── Excerpted data

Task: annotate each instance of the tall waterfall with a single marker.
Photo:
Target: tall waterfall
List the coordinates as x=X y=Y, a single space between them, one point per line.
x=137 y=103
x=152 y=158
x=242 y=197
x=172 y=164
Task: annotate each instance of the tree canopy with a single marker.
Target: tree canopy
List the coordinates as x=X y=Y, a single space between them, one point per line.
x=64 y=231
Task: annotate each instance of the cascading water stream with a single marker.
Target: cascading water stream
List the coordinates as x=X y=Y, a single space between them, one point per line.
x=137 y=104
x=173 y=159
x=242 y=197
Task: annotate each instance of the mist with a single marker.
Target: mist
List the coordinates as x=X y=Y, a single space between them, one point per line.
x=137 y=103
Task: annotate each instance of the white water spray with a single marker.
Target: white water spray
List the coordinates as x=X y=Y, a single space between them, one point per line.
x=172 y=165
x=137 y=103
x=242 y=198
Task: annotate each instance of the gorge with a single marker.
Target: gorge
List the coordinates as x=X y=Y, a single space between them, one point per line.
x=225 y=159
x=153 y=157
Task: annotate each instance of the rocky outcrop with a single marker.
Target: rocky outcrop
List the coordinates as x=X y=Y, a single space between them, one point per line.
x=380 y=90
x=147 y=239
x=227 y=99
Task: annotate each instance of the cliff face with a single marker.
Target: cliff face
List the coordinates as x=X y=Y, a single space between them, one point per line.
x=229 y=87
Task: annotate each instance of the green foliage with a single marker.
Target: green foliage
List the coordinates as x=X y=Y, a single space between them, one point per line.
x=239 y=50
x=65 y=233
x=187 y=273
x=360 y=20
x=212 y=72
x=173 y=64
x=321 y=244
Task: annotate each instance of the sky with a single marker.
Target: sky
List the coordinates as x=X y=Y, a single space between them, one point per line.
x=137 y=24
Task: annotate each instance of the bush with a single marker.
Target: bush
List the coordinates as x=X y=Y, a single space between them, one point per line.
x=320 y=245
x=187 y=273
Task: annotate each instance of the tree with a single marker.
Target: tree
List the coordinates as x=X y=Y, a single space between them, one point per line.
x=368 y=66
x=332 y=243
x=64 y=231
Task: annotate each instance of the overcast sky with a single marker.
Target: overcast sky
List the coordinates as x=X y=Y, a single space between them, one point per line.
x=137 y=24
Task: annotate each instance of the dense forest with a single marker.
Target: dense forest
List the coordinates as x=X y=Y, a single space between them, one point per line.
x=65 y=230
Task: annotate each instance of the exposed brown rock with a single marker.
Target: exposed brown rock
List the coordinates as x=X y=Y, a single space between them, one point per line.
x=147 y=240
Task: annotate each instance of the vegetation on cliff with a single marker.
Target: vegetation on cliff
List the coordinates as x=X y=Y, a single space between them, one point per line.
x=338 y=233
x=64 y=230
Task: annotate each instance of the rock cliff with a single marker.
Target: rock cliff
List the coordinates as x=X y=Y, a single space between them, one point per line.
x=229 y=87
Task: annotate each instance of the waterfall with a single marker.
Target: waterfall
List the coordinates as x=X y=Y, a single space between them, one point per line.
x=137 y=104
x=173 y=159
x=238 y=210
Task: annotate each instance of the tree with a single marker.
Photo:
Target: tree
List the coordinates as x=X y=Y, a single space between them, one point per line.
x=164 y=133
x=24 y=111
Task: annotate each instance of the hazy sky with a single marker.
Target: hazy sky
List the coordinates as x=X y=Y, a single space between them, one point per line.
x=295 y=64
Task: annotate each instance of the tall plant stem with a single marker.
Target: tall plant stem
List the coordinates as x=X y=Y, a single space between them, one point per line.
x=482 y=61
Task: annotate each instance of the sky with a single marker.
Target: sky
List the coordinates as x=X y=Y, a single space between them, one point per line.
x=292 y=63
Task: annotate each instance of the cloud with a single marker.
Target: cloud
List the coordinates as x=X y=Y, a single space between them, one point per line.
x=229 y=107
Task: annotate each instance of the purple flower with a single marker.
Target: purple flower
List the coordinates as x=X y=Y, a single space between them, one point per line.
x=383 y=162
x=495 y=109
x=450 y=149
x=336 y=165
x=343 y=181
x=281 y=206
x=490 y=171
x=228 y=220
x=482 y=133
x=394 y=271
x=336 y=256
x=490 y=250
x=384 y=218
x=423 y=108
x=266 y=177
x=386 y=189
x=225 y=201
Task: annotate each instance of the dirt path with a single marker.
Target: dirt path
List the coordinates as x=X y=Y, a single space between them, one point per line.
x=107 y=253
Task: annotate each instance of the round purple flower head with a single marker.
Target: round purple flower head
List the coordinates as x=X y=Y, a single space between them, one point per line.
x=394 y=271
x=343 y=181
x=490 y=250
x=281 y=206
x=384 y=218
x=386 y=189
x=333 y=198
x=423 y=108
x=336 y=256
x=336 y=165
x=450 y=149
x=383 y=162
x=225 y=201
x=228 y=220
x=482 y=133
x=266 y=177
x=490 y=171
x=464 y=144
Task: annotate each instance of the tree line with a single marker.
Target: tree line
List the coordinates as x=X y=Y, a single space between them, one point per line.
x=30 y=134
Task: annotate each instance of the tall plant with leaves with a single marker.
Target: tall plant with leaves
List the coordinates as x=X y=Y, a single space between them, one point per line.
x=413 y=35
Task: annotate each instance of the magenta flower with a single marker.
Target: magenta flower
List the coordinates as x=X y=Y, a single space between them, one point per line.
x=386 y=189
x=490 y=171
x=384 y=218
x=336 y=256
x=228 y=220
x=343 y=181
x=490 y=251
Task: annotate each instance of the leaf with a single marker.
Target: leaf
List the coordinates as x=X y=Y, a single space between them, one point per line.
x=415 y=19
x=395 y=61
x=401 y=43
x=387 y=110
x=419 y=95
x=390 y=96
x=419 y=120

────

Stated task -
Repeat the records above word for word, beginning at the line that contains "Task: annotate each instance of the leaf" and continuing through the last line.

Finished answer -
Task: annotate each instance of the leaf with a single marker.
Target: leaf
List the coordinates as x=X y=Y, a single space between them, one point per line.
x=415 y=19
x=395 y=61
x=401 y=43
x=387 y=110
x=419 y=95
x=390 y=96
x=419 y=120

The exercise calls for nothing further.